■ **Passage shown**:
+ + + +

What’s even more shocking is that independent games media let me down a bit. I firmly lump myself in with that disappointment as someone who wasn’t nearly loud enough about the BDS Movement’s ongoing struggle to get the games industry to care about Microsoft’s horrifying role in surveilling and, therefore, dooming the lives of countless Palestinians in Gaza. I didn’t spend nearly enough time preparing a good media critic’s answer to how we navigate the thickening bramble of generative AI in modern game development. We’re flat-footed, somehow again, in the face of targeted harassment campaigns vomited toward our colleagues. I am guilty, but so are many of us!
If you produced fearless, untouchable journalism and criticism this year, thank you. I noticed. Alyssa Mercante’s reporting on The Game Awards’ inert Future Class might have gotten her blackballed from attending the awards ceremony, but it also made it so much easier for me and others to be louder about the emptiness of Geoff Keighley’s personal vision for us. Chris Bratt and his colleagues at People Make Games shifted my thinking about the intersection of coverage and moral responsibility by being adults who take this shit as seriously as you possibly can. Many of you wrote something or said something into a microphone this year that gave me profound hope in the face of my disappointments. I’m tired of talking about the decline of games media because I refuse to believe, at the festering core of the argument, that it is true.

+ + + +

■ **Given instruction a**:
Answer these questions from the passage on games media, one per line:
(i) Which movement's struggle does the writer say they were not loud enough about?
(ii) Whose reporting on The Game Awards' Future Class is mentioned?
(iii) With which outlet are Chris Bratt and his colleagues named?

■ **Supplied records**:

+ + + +

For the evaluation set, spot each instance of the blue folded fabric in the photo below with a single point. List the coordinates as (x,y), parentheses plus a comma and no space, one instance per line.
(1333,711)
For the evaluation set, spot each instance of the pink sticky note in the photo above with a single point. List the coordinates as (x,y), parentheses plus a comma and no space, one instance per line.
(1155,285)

+ + + +

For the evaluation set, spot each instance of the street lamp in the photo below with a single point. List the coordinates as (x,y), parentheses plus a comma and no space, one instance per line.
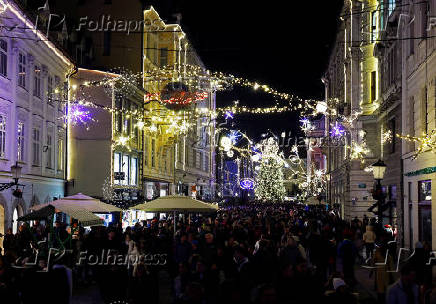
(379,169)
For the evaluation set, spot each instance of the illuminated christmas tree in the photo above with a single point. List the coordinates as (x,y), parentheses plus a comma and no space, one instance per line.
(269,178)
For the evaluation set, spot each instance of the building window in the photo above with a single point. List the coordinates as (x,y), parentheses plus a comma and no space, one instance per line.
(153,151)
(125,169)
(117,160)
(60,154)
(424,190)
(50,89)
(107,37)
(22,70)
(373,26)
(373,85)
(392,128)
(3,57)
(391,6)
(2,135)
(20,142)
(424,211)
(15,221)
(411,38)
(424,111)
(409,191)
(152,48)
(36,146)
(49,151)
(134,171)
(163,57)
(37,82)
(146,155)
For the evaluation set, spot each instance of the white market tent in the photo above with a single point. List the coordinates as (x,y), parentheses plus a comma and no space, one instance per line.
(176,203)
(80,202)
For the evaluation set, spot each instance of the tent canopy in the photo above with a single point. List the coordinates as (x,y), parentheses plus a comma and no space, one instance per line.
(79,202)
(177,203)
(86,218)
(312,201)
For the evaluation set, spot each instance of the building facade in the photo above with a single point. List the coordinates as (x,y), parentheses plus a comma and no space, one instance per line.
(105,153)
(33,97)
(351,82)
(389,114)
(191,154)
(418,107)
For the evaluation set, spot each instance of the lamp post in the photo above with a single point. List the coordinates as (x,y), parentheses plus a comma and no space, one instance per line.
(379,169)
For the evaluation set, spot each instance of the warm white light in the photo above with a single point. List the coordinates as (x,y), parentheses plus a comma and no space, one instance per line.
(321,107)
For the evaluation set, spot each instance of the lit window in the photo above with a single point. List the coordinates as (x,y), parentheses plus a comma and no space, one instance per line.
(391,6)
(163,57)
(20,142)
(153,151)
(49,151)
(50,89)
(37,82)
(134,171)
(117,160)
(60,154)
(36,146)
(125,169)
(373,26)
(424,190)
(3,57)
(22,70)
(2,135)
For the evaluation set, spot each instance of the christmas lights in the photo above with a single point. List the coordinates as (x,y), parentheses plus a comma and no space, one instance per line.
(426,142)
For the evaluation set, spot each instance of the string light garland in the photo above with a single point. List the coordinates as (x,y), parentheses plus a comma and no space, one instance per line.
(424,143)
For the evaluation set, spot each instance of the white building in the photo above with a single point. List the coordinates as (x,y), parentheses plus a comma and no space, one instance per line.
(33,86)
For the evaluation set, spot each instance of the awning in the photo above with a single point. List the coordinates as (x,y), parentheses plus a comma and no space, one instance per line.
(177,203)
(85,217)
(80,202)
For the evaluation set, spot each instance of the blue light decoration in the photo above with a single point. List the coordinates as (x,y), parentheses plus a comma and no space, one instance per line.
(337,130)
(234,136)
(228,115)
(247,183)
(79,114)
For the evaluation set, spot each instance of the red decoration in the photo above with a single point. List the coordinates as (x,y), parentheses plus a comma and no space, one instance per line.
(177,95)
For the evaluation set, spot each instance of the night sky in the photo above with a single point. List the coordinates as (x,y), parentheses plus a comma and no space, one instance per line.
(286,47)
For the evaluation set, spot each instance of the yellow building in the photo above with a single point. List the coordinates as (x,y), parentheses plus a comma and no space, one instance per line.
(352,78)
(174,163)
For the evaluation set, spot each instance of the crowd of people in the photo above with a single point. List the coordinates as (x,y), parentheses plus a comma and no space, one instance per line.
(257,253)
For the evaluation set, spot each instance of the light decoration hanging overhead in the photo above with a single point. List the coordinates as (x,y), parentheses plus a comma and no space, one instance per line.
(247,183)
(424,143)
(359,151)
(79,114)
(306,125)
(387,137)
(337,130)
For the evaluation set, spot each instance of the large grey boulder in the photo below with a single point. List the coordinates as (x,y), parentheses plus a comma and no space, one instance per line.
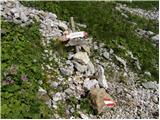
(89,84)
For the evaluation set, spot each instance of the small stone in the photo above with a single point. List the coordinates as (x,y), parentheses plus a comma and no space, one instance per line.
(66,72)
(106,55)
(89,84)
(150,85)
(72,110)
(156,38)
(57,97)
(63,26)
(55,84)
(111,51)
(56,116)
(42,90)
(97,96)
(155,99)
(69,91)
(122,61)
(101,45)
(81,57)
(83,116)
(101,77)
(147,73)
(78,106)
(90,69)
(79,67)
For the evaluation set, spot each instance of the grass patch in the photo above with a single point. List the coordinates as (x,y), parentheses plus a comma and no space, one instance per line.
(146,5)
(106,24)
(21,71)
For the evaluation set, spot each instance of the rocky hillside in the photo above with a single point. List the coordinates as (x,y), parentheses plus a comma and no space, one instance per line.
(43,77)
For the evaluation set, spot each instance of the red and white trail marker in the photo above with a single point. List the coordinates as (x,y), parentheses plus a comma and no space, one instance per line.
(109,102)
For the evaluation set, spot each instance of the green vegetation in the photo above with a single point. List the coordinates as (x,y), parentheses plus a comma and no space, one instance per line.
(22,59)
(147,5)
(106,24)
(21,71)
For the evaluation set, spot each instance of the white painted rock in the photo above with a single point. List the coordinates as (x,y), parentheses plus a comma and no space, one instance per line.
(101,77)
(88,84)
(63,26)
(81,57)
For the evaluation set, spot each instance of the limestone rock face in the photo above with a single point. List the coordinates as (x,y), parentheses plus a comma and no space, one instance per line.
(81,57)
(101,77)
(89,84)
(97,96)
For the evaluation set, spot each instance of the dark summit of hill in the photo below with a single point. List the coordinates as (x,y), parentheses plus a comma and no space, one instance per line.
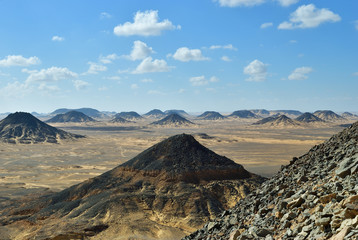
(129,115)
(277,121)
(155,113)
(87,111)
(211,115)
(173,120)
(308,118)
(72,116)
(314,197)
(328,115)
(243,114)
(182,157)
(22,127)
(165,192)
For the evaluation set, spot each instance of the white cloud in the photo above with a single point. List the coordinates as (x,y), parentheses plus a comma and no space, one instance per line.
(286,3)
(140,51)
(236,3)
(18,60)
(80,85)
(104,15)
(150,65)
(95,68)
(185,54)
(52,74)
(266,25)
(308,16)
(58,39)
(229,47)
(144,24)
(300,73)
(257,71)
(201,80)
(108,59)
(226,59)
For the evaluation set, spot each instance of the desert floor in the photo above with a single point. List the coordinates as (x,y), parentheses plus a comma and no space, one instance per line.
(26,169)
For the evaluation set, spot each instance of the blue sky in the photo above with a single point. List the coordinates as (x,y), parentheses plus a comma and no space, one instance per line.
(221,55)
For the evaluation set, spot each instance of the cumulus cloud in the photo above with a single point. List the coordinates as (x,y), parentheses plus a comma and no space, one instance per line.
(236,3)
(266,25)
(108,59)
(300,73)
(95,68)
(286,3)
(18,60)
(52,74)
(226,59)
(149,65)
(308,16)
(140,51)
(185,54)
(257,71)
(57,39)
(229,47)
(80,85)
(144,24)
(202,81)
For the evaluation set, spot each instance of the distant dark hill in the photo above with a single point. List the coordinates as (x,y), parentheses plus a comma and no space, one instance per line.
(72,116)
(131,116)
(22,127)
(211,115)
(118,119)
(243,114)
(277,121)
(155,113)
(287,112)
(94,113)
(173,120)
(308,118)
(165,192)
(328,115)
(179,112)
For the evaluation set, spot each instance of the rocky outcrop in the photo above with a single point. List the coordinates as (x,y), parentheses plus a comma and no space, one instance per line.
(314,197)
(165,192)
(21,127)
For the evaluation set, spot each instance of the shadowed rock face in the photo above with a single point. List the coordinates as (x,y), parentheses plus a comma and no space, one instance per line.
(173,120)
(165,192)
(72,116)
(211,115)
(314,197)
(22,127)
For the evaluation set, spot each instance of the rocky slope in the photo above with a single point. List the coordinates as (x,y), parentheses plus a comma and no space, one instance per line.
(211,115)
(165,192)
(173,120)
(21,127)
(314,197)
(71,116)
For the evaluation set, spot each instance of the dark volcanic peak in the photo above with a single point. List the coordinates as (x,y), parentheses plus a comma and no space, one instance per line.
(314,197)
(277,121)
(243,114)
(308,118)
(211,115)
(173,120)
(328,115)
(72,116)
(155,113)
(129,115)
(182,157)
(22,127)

+ + + +

■ **Given instruction b**: Identify every line of the listing above that contains the string "cloud", and copy each one out in full.

■ **Correct output a**:
(i) The BDS Movement
(ii) Alyssa Mercante's
(iii) People Make Games

■ **Correct output b**:
For the evaluation set, spot each instance of the white cloud in the photo above with a single point. List the coordinates as (x,y), parentheses plus a comma and no space, one instance per line.
For the evaluation set, spot each instance of the cumulus cloud in the photo above with a single point. List the coordinates as (x,y), parentheses plus a comma and no space, one instance per line.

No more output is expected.